Extract provided
To be sure, there are unique challenges with these older/younger relationships. The drama of youth should be an expected annoyance. As the older partner, you must strictly follow Dan Savage's Campsite Rule ( https://danq.me/2008/05/14/campsite/ ). And you must also reconcile yourself to the idea impermanence - that your relationship will likely be just a phase you are both passing through. Neither of us knows where this is going, but it will be an exciting ride for sure.

I never expected or sought after this kind of relationship at this stage in my life - it just happened in a very unexpected way. But I have decided to embrace serendipity and live life to the fullest with this unlikely opportunity.

You are experiencing a classic mid-life crisis. It is familiar territory to many of us. I can't explain it, but sexuality can take a sharp left turn at this stage of life. As you stare at mortality in the mirror, you question your current life, past choices, and future direction. It is so common that it becomes a cliche. Many jokes are made about men having a mid-life crisis, but I take it very seriously. It is no joking matter to me. I have seen more than one guy blow up his life over these issues. While I navigate these treacherous waters, I have vowed not to throw away the good things in my life and not deliberately hurt innocent people with my choices. I depend on compartmentalization skills. It is not clean, it is not pretty, but it is my imperfect life. I am making mistakes and learning as I go.

Records shown

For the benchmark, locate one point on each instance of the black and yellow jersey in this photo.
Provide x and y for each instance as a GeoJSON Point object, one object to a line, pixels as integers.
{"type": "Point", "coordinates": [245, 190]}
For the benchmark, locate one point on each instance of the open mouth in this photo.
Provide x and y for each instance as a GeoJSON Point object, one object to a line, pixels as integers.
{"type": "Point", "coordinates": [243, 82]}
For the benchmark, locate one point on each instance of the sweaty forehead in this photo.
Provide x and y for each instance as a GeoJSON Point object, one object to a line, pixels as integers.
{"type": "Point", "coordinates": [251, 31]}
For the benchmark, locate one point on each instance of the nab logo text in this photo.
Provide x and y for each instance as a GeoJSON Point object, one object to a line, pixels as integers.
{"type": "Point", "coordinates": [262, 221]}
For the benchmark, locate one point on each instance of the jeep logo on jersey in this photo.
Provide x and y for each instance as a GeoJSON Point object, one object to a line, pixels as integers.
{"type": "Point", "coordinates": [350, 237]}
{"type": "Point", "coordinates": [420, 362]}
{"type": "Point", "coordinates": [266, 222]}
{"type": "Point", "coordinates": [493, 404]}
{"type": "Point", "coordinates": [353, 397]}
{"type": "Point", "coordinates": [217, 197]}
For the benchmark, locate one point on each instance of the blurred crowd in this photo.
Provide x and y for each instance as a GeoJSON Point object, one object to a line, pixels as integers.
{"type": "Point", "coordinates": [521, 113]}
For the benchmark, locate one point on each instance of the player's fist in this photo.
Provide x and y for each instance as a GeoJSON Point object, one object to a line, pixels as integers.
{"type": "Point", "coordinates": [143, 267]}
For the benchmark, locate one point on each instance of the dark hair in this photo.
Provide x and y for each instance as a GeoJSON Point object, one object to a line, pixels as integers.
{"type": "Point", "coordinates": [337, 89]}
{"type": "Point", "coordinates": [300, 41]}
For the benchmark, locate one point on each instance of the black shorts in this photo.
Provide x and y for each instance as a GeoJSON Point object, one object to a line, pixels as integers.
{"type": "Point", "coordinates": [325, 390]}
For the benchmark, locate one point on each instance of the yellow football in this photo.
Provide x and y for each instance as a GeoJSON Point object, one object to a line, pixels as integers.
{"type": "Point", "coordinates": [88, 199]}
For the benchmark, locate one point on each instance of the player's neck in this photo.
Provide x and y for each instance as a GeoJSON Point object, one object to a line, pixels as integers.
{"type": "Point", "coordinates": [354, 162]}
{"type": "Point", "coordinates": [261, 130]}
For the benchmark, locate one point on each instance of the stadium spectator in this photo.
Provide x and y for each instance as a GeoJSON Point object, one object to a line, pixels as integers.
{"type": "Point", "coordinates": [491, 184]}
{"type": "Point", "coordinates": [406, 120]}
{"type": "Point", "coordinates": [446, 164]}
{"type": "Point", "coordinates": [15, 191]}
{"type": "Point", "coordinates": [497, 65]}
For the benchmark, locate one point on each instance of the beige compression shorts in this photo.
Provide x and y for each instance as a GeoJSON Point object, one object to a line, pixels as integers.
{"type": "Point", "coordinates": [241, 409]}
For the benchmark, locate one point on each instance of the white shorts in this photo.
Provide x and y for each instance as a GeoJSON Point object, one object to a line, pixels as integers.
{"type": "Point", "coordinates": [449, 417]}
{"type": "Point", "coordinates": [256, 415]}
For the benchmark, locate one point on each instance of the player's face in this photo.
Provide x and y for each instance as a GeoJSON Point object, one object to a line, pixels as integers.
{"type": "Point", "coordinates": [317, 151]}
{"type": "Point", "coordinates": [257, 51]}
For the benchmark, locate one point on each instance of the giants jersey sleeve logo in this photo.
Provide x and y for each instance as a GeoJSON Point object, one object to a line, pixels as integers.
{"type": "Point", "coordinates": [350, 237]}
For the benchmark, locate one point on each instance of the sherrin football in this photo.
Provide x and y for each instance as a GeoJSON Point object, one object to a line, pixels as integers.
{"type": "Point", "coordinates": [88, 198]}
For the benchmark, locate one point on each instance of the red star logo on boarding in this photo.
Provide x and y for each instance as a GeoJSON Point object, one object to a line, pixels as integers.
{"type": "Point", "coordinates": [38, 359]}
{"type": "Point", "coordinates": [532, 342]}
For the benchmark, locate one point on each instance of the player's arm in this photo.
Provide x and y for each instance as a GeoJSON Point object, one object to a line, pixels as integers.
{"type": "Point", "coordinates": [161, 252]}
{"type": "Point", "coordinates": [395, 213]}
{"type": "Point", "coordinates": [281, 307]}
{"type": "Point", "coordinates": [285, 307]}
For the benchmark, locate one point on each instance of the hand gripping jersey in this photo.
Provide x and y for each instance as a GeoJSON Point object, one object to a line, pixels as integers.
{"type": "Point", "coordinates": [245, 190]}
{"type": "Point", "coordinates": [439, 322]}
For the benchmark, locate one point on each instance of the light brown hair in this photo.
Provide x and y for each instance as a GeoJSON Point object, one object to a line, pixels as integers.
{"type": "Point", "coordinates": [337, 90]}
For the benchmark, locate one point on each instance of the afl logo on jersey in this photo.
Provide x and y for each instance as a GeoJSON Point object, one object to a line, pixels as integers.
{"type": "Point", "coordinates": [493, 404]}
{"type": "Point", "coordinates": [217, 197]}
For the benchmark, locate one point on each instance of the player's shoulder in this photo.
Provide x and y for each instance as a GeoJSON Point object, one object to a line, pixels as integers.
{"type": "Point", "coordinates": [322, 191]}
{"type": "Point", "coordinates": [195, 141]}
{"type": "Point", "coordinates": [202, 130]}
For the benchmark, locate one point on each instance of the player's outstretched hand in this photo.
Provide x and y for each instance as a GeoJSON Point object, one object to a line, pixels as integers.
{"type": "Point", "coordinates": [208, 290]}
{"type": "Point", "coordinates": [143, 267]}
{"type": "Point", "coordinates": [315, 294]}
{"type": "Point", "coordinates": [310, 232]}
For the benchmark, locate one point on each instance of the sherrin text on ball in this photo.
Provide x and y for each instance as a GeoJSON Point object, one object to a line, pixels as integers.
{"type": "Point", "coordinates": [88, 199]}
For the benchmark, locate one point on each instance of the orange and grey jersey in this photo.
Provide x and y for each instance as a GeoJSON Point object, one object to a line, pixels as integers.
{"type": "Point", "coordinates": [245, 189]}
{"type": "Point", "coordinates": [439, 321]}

What needs to be done
Copy out the full passage on age-gap relationships and the mid-life crisis without changing a word.

Result below
To be sure, there are unique challenges with these older/younger relationships. The drama of youth should be an expected annoyance. As the older partner, you must strictly follow Dan Savage's Campsite Rule ( https://danq.me/2008/05/14/campsite/ ). And you must also reconcile yourself to the idea impermanence - that your relationship will likely be just a phase you are both passing through. Neither of us knows where this is going, but it will be an exciting ride for sure.

I never expected or sought after this kind of relationship at this stage in my life - it just happened in a very unexpected way. But I have decided to embrace serendipity and live life to the fullest with this unlikely opportunity.

You are experiencing a classic mid-life crisis. It is familiar territory to many of us. I can't explain it, but sexuality can take a sharp left turn at this stage of life. As you stare at mortality in the mirror, you question your current life, past choices, and future direction. It is so common that it becomes a cliche. Many jokes are made about men having a mid-life crisis, but I take it very seriously. It is no joking matter to me. I have seen more than one guy blow up his life over these issues. While I navigate these treacherous waters, I have vowed not to throw away the good things in my life and not deliberately hurt innocent people with my choices. I depend on compartmentalization skills. It is not clean, it is not pretty, but it is my imperfect life. I am making mistakes and learning as I go.